[Data provided]

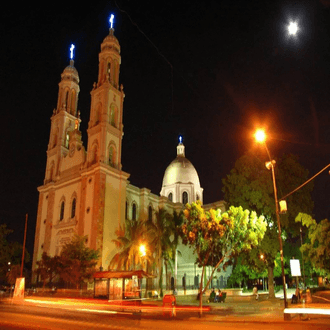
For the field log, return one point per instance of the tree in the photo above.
(10, 252)
(317, 249)
(77, 261)
(128, 241)
(48, 268)
(249, 185)
(217, 237)
(158, 233)
(13, 273)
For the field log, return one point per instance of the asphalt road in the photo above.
(40, 317)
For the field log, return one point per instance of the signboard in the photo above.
(19, 288)
(135, 282)
(295, 267)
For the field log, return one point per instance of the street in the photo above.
(16, 316)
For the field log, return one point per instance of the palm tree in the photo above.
(128, 241)
(159, 233)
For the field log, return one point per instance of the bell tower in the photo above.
(65, 119)
(105, 127)
(105, 132)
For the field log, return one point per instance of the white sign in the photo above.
(295, 267)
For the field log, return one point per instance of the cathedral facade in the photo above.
(85, 191)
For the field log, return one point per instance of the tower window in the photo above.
(73, 208)
(113, 115)
(184, 198)
(150, 213)
(134, 212)
(62, 211)
(112, 156)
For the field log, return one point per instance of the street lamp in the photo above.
(142, 249)
(293, 28)
(260, 137)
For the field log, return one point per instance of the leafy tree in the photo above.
(77, 261)
(317, 249)
(249, 185)
(217, 238)
(10, 252)
(128, 241)
(159, 233)
(13, 274)
(48, 268)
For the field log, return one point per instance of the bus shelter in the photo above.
(119, 285)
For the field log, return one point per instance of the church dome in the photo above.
(110, 42)
(70, 73)
(181, 170)
(181, 182)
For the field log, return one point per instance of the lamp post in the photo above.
(260, 137)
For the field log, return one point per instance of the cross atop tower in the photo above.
(111, 21)
(72, 47)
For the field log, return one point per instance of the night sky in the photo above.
(212, 71)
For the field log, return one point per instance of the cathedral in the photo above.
(85, 191)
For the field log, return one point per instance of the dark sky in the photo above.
(211, 71)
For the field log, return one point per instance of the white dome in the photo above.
(181, 170)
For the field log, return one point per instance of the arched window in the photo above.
(73, 102)
(113, 115)
(62, 211)
(112, 155)
(97, 114)
(73, 208)
(66, 100)
(134, 211)
(51, 171)
(184, 198)
(150, 213)
(67, 139)
(126, 210)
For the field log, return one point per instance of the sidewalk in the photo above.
(235, 309)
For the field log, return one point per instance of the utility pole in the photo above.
(26, 217)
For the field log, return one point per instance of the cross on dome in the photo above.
(111, 21)
(72, 47)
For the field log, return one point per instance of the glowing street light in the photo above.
(142, 249)
(293, 28)
(260, 137)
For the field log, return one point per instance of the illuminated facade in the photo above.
(85, 191)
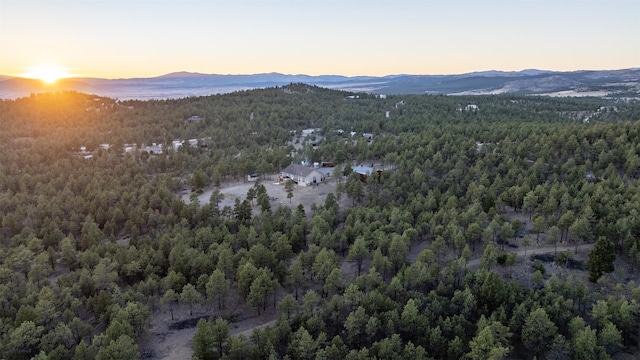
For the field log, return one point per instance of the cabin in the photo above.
(302, 175)
(194, 119)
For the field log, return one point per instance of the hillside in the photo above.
(614, 83)
(193, 227)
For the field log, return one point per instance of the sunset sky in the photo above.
(144, 38)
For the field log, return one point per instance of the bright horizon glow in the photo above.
(146, 38)
(48, 73)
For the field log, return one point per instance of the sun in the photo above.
(48, 73)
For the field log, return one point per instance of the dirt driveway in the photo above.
(301, 194)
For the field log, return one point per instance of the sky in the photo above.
(146, 38)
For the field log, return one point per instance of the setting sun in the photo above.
(47, 72)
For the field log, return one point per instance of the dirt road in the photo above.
(541, 250)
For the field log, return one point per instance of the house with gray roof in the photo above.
(302, 175)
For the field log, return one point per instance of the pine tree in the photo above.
(601, 259)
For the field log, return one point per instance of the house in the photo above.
(302, 175)
(193, 119)
(153, 149)
(363, 171)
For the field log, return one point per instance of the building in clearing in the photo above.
(302, 175)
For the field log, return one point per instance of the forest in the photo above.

[/Data provided]

**What you have to do**
Every record is to be restated word for word, with the pictures left out.

**Expected output**
For the field log, return one point per instance of the tree in the photo above.
(10, 252)
(317, 249)
(77, 261)
(128, 241)
(48, 268)
(249, 185)
(217, 237)
(158, 233)
(13, 273)
For the field log, return one point per instance of the asphalt road in the photo above.
(40, 317)
For the field log, return one point per instance of the signboard in the photo above.
(19, 288)
(135, 282)
(295, 267)
For the field log, return one point per instance of the street in the photo above.
(16, 316)
For the field log, return one point per instance of the palm tree in the photo above.
(128, 241)
(159, 233)
For the field log, return one point per instance of the bell tower in the photo above.
(65, 119)
(105, 127)
(105, 132)
For the field log, return one point per instance of the white sign in the photo above.
(295, 267)
For the field log, return one point per instance of the cathedral facade in the photo above.
(85, 191)
For the field log, return one point per instance of the tower window in the photo above.
(73, 208)
(113, 115)
(184, 198)
(150, 213)
(134, 212)
(62, 211)
(112, 156)
For the field log, return one point per instance of the street lamp in the photo above.
(142, 249)
(293, 28)
(260, 137)
For the field log, return one point per instance of the leafy tree in the photo above.
(77, 261)
(317, 249)
(249, 185)
(217, 238)
(10, 252)
(128, 241)
(159, 233)
(13, 274)
(48, 268)
For the field log, return one point per instance of the bus shelter in the photo above.
(119, 285)
For the field log, return one point per instance of the church dome in the photo above.
(110, 42)
(70, 73)
(181, 170)
(181, 182)
For the field log, return one point per instance of the lamp post in the photo above.
(260, 137)
For the field log, return one point per instance of the cross atop tower in the photo above.
(111, 21)
(72, 47)
For the field log, return one point per instance of the night sky in the photo above.
(212, 71)
For the field log, return one point per instance of the cathedral in the photo above.
(85, 191)
For the field log, return one point per instance of the dark sky in the photo above.
(211, 71)
For the field log, return one point per instance of the white dome in the photo above.
(181, 170)
For the field log, return one point per instance of the arched window in the photo above.
(73, 102)
(113, 115)
(62, 211)
(112, 155)
(97, 114)
(73, 208)
(66, 100)
(134, 211)
(51, 171)
(184, 198)
(150, 213)
(67, 139)
(126, 210)
For the field log, return one point per instance of the sidewalk in the photo above.
(235, 309)
For the field log, return one point per instance of the utility pole in the photo above.
(26, 217)
For the field log, return one point per instance of the cross on dome in the photo above.
(111, 21)
(72, 47)
For the field log, return one point per instance of the glowing street light in the photo above.
(142, 249)
(293, 28)
(260, 137)
For the field log, return one point per instance of the illuminated facade in the photo above.
(85, 191)
For the field log, return one point per instance of the cabin in the photo above.
(302, 175)
(194, 119)
For the field log, return one point per instance of the hillside in the photo above.
(614, 83)
(193, 227)
For the field log, return one point per instance of the sunset sky in the photo above.
(144, 38)
For the field log, return one point per instance of the bright horizon glow in the photo above.
(146, 38)
(48, 73)
For the field log, return one point per instance of the sun in the photo above.
(48, 73)
For the field log, return one point per instance of the dirt driveway in the photo above.
(301, 194)
For the field log, return one point per instance of the sky in the photo above.
(146, 38)
For the field log, return one point per instance of the setting sun in the photo above.
(47, 72)
For the field log, return one point per instance of the dirt road in the photo above.
(541, 250)
For the field log, return one point per instance of the house with gray roof in the photo above.
(302, 175)
For the field log, return one point per instance of the pine tree in the photo above.
(601, 259)
For the field log, return one point per instance of the house in the photo above.
(302, 175)
(193, 119)
(153, 149)
(363, 171)
For the field log, return one point per instance of the building in clearing in the photo above.
(302, 175)
For the field log, return one point per instance of the forest in the photo above.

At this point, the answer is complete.